INSTRUCTIONS TO FOLLOW: From the entries that follow, copy exactly the lines beginning at the line holding "Target = navy shorts" and continuing through the line holding "Request = locate the stadium background".

(Collected data)
┄┄┄┄┄┄
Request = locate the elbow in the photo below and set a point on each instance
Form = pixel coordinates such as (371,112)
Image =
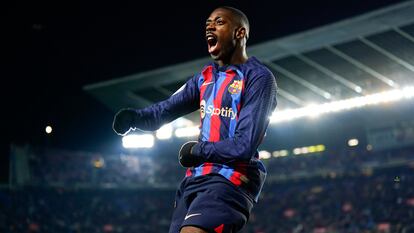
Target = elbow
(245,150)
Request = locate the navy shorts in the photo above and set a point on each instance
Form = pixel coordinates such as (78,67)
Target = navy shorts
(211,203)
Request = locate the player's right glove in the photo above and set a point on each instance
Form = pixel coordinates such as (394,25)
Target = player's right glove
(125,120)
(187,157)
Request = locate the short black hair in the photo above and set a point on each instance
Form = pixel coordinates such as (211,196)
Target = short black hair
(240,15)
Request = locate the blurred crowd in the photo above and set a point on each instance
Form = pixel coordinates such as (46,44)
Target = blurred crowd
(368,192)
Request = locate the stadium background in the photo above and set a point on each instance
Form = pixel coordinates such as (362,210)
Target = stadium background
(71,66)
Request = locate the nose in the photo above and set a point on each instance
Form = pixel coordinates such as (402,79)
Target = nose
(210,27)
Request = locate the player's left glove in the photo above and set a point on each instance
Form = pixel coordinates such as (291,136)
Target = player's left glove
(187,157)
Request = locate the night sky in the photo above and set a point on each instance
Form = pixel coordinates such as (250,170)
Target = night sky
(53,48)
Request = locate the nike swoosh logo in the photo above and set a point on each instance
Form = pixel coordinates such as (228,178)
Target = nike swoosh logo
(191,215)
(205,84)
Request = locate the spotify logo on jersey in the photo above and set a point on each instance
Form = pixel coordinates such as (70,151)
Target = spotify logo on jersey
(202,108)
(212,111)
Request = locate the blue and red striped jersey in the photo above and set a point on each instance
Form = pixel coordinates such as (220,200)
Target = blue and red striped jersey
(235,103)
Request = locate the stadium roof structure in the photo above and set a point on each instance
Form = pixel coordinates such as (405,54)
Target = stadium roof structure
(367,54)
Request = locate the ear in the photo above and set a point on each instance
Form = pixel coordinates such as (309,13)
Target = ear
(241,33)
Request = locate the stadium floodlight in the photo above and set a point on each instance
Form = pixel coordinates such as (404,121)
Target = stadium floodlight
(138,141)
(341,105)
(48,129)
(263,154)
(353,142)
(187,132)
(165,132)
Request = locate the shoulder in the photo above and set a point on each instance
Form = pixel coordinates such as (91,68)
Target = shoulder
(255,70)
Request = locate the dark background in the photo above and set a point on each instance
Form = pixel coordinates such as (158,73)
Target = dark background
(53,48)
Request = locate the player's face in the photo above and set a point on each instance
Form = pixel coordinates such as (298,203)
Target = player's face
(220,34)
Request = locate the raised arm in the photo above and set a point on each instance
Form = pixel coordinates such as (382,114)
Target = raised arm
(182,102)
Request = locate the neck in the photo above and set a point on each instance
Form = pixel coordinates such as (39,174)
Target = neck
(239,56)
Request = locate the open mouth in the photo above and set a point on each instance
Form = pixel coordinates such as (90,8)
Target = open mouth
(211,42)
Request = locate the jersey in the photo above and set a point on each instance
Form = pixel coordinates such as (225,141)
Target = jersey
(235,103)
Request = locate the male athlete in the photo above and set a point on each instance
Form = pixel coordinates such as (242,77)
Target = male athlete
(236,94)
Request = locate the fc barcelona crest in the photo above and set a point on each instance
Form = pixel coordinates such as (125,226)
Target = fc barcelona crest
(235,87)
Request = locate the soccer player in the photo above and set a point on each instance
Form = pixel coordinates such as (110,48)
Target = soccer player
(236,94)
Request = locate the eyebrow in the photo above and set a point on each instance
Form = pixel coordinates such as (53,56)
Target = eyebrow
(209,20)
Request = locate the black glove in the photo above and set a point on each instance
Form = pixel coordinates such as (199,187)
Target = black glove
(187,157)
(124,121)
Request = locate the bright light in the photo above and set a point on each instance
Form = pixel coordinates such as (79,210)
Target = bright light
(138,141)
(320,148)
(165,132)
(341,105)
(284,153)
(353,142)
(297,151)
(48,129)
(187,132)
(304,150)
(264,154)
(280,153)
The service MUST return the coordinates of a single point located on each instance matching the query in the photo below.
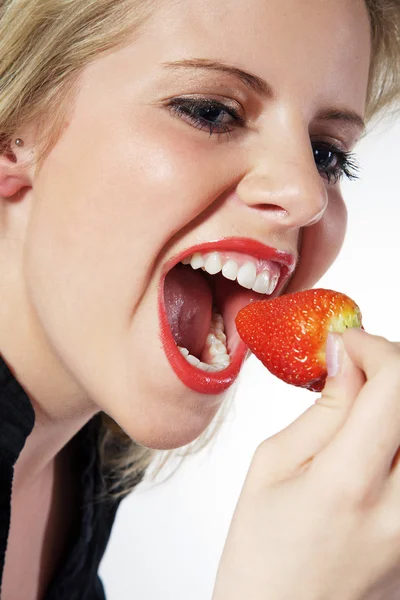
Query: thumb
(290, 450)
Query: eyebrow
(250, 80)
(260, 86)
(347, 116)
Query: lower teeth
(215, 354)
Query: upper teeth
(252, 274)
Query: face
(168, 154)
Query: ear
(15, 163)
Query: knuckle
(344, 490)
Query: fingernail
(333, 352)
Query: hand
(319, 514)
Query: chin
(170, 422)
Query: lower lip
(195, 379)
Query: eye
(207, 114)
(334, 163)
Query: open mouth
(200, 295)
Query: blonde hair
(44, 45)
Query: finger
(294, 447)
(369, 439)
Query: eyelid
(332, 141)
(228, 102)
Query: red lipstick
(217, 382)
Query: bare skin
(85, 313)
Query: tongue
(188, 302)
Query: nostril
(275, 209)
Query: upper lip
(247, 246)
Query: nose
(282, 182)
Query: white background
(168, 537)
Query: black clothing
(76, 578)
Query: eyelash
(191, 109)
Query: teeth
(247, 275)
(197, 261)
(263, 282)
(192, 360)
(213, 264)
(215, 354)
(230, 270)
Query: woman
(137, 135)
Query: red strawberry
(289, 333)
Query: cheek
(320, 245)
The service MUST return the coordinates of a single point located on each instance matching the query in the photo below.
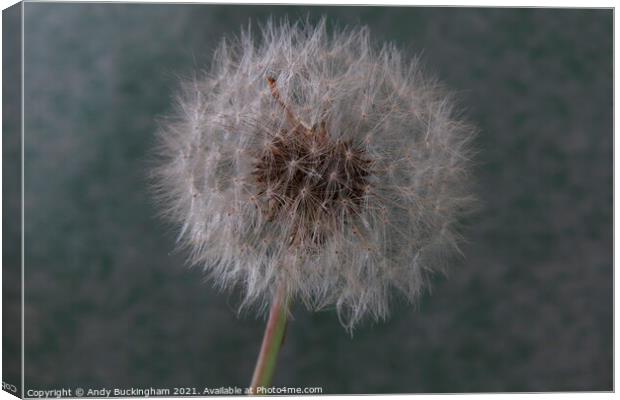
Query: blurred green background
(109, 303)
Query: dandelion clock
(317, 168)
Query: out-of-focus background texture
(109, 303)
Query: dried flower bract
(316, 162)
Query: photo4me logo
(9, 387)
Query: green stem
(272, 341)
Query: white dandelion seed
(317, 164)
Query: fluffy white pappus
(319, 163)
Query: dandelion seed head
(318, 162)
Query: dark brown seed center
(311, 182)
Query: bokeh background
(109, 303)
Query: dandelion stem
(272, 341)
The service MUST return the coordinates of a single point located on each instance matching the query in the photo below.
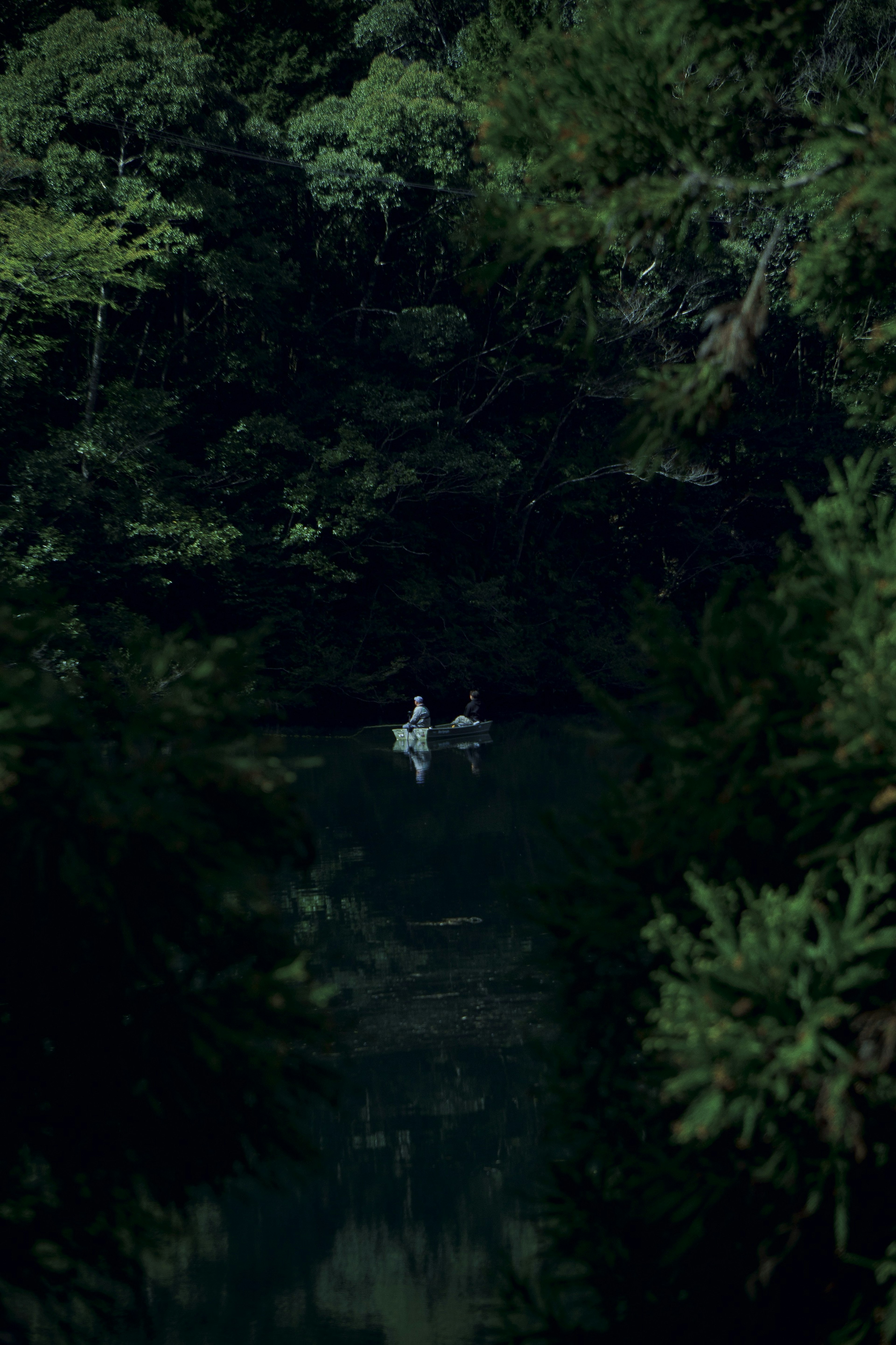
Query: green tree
┄┄┄┄┄┄
ANSWER SPACE:
Target = navy shorts
(211,203)
Request = locate the player's right glove in the photo above and set a point on each instance
Form = pixel coordinates such as (394,25)
Target = player's right glove
(125,120)
(187,157)
Request = locate the short black hair in the photo above and set a point on each instance
Form = pixel coordinates such as (211,196)
Target = short black hair
(240,15)
Request = locate the blurred crowd in the photo above and set a point on each instance
Form = pixel coordinates such as (46,44)
Target = blurred crowd
(368,192)
Request = locate the stadium background in the photo above and set a point on each instance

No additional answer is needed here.